═════ 読む文章
マンション投資では、物件価格が大きい金額となるため、借入金利が1%高くなるだけで、毎月の支払額で数万円、最終的な返済総額では数百万円もの違いが出てきます。このため、できるだけ低い金利でローンを組むことがキャッシュフローの改善につながります。
提示される金利は金融機関によって異なりますので、たとえば10社以上の金融機関と提携しているようなローンの選択肢が多い不動産投資会社を探すようにしてみると良いでしょう。
2-2.頭金はできるだけ多く準備する
キャッシュフローを多く得るには、ローンの返済額を極力抑え、家賃収入をできるだけ多く得ることが基本になりますローンの返済を抑えるには低い金利でローンを組むことが大切ですが、借入金額を低くしておくことも返済額を抑えるポイントとなります。そのため、頭金はできるだけ多く準備することが大切です。
しかし、無理をして運用資金が無くなることがないように、手元に半年分の返済額を残しておくなど、無理のない範囲でなるべく多く、というつもりで準備するようにしましょう。
2-3.フルローンはできるだけ組まない
新築物件の場合、頭金なしのフルローンを組めることがあります。フルローンを組める場合は頭金がかかりませんので、初期費用を抑えたい場合はメリットがあります。
しかし、フルローンは初期費用が抑えられても、借入総額は大きくなるので、長期的に見た場合にキャッシュフローがストックされにくくなるというデメリットがあります。
どちらが自分の投資スタイルに合っているかを考えることも大切ですが、長期的にメリットを得たい場合はできるだけフルローンは組まない方が良いでしょう。
2-4.利回りが悪い場合は繰上返済や借り換えをする
新築物件の場合、利回りが悪くキャッシュフローがなかなかストックされないケースがあります。そのままの状態が続くと、突発的な修理費用が発生した場合や、空室になった場合などに資金が足りないということになりかねません。
そのような状況を防止するために、利回りが悪い場合は繰上返済や借り換えをして、収支を改善するようにしましょう。いざという時に自身の貯金を使うのではなく、ストックしたキャッシュフローから支払いをするという運用の仕方にシフトしておくことが、成功するための一つのコツでもあります。
成功するためには毎月キャッシュフローを得て、ストックを増やしていくことがとても大切ですので、成功者の多くは、1円でも多くキャッシュフローを得ようと工夫されています。
3.団信や火災保険は同じ保険料で保障範囲の広いものを選ぶ
ローンを組む際の団信や、物件にかける火災保険は、同じ金額でもより保障範囲が広い商品が出ている場合がありますので、より保障範囲の広いものがないかどうか探してから入りましょう。団信はオーナーに万が一のことがあった場合にローンを完済するためのものですが、近年は8大疾病と診断された時点で支払われる団信もあります。
══════════
═════ データ
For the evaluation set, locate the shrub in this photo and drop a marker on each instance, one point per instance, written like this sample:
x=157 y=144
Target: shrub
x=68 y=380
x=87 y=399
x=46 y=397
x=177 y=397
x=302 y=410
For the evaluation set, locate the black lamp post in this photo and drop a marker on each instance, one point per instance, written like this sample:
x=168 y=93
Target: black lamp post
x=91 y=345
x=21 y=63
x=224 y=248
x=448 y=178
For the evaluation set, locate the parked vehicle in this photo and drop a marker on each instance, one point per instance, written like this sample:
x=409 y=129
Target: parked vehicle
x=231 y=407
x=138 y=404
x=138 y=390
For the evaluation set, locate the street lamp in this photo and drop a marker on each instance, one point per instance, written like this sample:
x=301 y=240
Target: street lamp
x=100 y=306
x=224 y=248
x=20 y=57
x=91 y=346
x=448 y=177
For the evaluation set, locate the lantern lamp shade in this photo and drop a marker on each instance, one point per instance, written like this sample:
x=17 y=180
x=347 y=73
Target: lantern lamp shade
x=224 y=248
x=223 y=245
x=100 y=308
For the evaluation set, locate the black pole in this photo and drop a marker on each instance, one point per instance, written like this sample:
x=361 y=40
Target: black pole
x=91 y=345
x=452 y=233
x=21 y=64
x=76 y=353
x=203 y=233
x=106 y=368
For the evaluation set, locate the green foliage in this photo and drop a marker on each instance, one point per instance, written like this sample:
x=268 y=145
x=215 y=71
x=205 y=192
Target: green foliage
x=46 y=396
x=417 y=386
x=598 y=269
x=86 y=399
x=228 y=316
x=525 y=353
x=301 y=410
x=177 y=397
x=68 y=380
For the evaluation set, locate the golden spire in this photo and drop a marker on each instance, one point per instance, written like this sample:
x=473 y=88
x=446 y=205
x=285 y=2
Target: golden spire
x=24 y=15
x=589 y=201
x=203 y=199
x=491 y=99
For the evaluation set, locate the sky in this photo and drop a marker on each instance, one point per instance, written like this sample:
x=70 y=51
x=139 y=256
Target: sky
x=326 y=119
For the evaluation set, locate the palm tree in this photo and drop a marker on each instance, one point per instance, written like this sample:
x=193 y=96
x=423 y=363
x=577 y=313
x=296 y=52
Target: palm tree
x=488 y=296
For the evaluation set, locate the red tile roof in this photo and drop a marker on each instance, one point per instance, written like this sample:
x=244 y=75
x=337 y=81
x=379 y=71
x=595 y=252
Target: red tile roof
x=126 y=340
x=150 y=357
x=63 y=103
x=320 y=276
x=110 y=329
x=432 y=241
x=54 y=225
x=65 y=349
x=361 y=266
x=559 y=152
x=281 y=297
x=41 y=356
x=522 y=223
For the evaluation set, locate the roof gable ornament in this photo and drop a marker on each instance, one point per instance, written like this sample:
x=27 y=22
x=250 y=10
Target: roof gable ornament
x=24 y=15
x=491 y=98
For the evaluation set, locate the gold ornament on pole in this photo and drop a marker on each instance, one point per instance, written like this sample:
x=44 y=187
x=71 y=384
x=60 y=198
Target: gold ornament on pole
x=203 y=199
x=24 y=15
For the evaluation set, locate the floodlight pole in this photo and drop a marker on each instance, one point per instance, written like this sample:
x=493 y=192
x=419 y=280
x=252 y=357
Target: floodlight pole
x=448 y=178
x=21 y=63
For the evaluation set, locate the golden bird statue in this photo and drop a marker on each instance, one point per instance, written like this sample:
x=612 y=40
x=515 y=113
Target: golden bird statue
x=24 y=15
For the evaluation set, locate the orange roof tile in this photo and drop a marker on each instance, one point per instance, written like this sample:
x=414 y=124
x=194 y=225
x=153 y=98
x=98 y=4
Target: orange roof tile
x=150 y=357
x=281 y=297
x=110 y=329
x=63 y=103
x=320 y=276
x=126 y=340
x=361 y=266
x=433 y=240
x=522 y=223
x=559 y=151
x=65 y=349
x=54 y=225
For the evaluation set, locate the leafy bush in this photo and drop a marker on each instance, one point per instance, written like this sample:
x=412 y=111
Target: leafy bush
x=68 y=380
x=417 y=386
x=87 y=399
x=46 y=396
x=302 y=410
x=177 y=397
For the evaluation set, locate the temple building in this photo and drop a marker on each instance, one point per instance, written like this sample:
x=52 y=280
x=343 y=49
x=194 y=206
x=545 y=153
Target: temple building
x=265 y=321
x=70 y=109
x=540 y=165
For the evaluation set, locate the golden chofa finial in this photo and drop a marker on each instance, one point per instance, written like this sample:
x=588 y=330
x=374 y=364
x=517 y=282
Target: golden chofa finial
══════════
## [作業内容]
マンション投資に関する文章から、「提示される金利は金融機関によ」という語句を含む箇所で始まり「い場合はメリットがあります。」で終わる部分を、一字一句違えずに書き写してください。 項目はこの作業には一切関係しません。

## [解答欄]
提示される金利は金融機関によって異なりますので、たとえば10社以上の金融機関と提携しているようなローンの選択肢が多い不動産投資会社を探すようにしてみると良いでしょう。
2-2.頭金はできるだけ多く準備する
キャッシュフローを多く得るには、ローンの返済額を極力抑え、家賃収入をできるだけ多く得ることが基本になりますローンの返済を抑えるには低い金利でローンを組むことが大切ですが、借入金額を低くしておくことも返済額を抑えるポイントとなります。そのため、頭金はできるだけ多く準備することが大切です。
しかし、無理をして運用資金が無くなることがないように、手元に半年分の返済額を残しておくなど、無理のない範囲でなるべく多く、というつもりで準備するようにしましょう。
2-3.フルローンはできるだけ組まない
新築物件の場合、頭金なしのフルローンを組めることがあります。フルローンを組める場合は頭金がかかりませんので、初期費用を抑えたい場合はメリットがあります。